PASSAGE PROVIDED -
------------------------------------

National Van Lines, Inc.
- Industry: Moving and storage
- Founded: 1929; 97 years ago in Broadview, Illinois, United States
- Founder: F.J. McKee
- Headquarters: Broadview, Illinois
- Key people: F.L. McKee, Founder; Tim Helenthal, Chairman & CEO;

= National Van Lines =

American moving company

National Van Lines, Inc. is a privately held American moving and relocation company based in Broadview, Illinois with agents in 48 states and service partners around the world. The company’s services include residential and commercial moving and storage domestically and internationally. National Van Lines has been designated a Pro Mover company by the American Moving & Storage Association.

==History==
The company was begun in 1929 by F.J. McKee, who originally used a single wagon to deliver ice and coal to Chicago-area customers. He eventually branched out his business, moving vaudeville sets for acting troupes as well as individual acts, including Charlie Chaplin. McKee had a fleet of moving trucks.

McKee’s son, F.L. McKee, took over the business in 1931, and the company was incorporated in 1934. By 1945, the company was one of only five operators designated to service the entire United States. McKee’s daughter, Maureen Beal, became CEO when he died in 1993 at the age of 91. The company experienced 20% growth every year for five consecutive years when Beal took over.

==Overview==
National Van Lines employs over 140 people in its Broadview headquarters. The company serves an average of 20,000 customers per year and its trucks log approximately 8.5 million miles a year performing residential and commercial moves.

Under CEO Maureen Beal, National Van Lines grew from $45 million in revenue when she took over in 1993 to $105 million in 2013. A breast cancer survivor, Beal is a strong advocate for women’s health issues as well as women entrepreneurs. She serves on the board of directors of the American Moving & Storage Association, is a Benedictine University trustee and is Chairman of the Board of Directors for Marianjoy Rehabilitation Hospital. Maureen Beal retired as National Van Lines Chairman & CEO December 2019.

==Executives==
Tim Helenthal assumed the company's Chairman & CEO position January 2020, after serving seven years as the company’s President & COO. Starting with National Van Lines 26 years earlier, he was vice president of agency services for a sister company, and manager of that company’s Total Quality Assurance Program. When Helenthal started as a one-man department at National Van Lines, roughly 20 people worked in his division. During his 18 years in that sector, the division grew to nearly 70 employees.

------------------------------------

Saved data entries

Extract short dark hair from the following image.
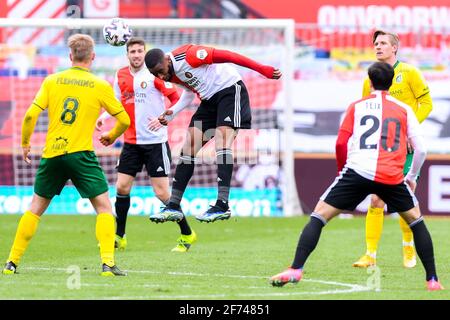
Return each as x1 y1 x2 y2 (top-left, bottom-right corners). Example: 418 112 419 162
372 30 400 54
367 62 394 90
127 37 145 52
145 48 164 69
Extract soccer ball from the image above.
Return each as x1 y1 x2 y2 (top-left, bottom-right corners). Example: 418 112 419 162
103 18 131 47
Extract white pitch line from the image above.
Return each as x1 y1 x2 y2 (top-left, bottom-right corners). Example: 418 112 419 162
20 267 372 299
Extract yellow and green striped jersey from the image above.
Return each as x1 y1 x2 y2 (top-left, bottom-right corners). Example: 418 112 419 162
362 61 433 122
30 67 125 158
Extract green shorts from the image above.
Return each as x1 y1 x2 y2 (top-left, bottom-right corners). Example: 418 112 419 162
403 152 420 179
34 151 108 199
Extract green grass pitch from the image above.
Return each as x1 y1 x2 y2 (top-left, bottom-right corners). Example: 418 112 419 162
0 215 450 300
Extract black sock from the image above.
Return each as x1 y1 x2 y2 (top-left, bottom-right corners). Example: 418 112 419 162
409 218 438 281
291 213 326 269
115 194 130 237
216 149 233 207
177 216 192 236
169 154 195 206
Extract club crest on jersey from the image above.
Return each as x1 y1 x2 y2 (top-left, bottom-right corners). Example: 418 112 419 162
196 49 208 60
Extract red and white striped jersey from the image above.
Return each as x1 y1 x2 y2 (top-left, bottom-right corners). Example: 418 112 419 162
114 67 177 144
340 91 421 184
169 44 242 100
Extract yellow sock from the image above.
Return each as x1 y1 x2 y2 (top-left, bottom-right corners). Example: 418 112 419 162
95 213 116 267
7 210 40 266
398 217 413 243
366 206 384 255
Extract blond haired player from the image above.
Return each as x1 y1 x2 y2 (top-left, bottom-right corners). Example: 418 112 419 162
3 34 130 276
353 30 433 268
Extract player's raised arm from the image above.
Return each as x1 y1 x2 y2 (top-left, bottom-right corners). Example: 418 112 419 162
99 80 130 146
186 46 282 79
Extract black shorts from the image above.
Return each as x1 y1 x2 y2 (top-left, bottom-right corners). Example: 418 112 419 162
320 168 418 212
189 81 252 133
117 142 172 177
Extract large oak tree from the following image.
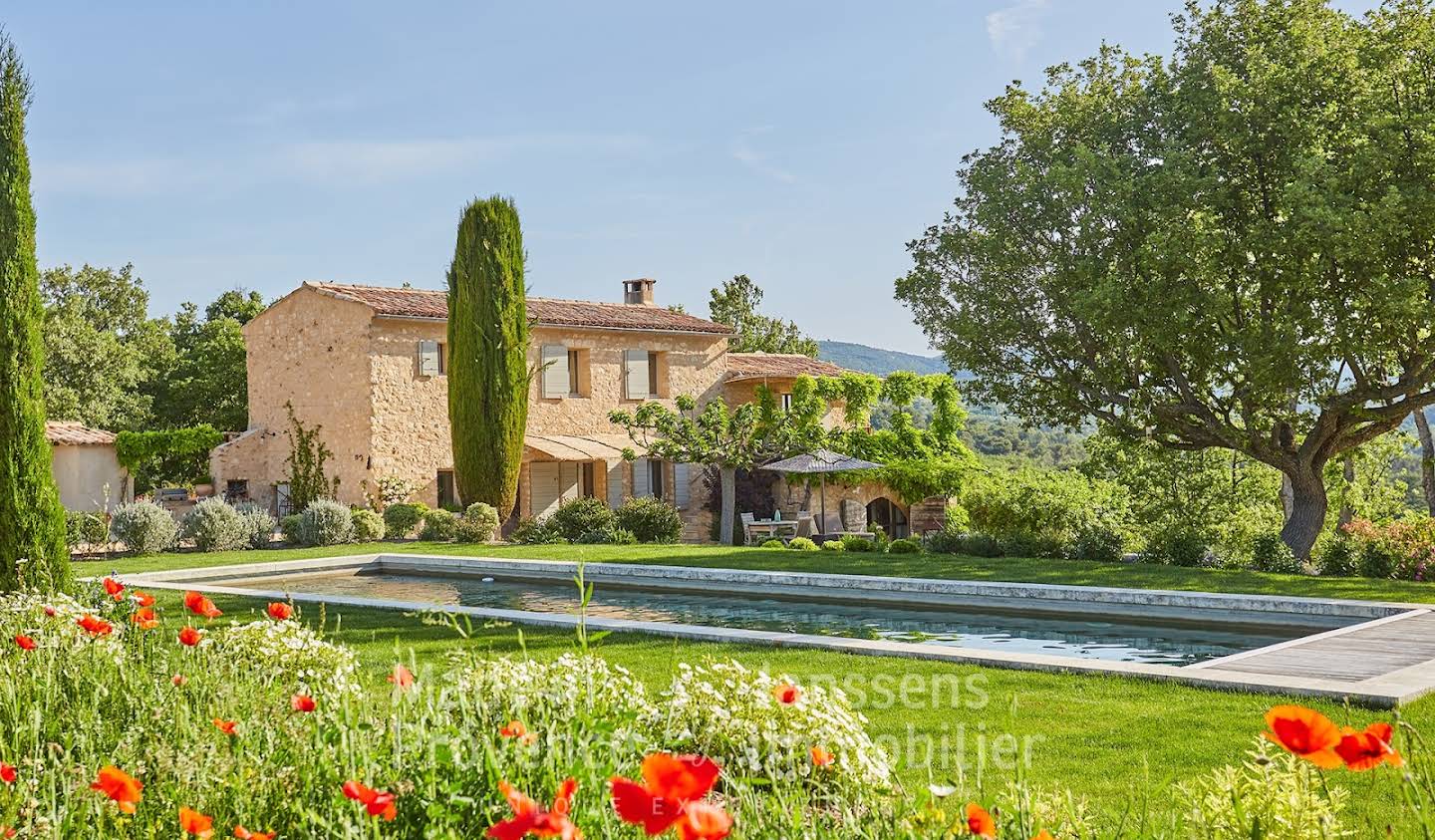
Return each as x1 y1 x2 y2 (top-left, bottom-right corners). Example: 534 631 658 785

------------------------------------

EXERCISE AIM - Please copy the National Van Lines article from the words "National Van Lines, Inc. is" through the words "Moving & Storage Association.", renaming "agents" to "affiliates".

RESULT BELOW -
National Van Lines, Inc. is a privately held American moving and relocation company based in Broadview, Illinois with affiliates in 48 states and service partners around the world. The company’s services include residential and commercial moving and storage domestically and internationally. National Van Lines has been designated a Pro Mover company by the American Moving & Storage Association.